▸ Data for the task:

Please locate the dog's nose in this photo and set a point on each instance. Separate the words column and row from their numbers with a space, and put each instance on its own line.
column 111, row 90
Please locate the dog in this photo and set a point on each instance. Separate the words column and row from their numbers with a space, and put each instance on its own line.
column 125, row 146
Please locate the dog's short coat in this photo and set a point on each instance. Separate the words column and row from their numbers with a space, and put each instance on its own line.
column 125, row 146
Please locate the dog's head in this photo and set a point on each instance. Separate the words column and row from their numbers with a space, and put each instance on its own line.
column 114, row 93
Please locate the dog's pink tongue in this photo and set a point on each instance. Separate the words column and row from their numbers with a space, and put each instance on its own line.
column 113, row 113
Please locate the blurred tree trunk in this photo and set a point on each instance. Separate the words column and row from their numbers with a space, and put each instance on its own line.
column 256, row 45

▸ Task: Please output all of the records above again, word for word and in the same order.

▸ Expected answer:
Please locate the dog's nose in this photo and set a point on each instance. Separate the words column and row from their numbers with a space, and put each instance on its own line.
column 111, row 90
Please locate the dog in this photo and set a point on each instance. Separate the words column and row from their numbers with a space, and put each instance on its own line.
column 125, row 146
Please locate the dog's short coat in this photo and set a point on each instance. Separate the words column and row from their numbers with a space, and put each instance on its own line.
column 125, row 146
Please locate the dog's head in this photo and set a point on each instance. Separate the words column and row from their numbers with a space, and put each instance on its own line.
column 114, row 93
Please locate the dog's pink tongue in this photo and set a point on each instance. Separate the words column and row from their numbers with a space, and put each instance on its own line.
column 113, row 113
Please locate the blurred tree trunk in this photo and set a point on each instance. Separate the words column and row from their numbers with a space, and put each instance on its own line.
column 256, row 45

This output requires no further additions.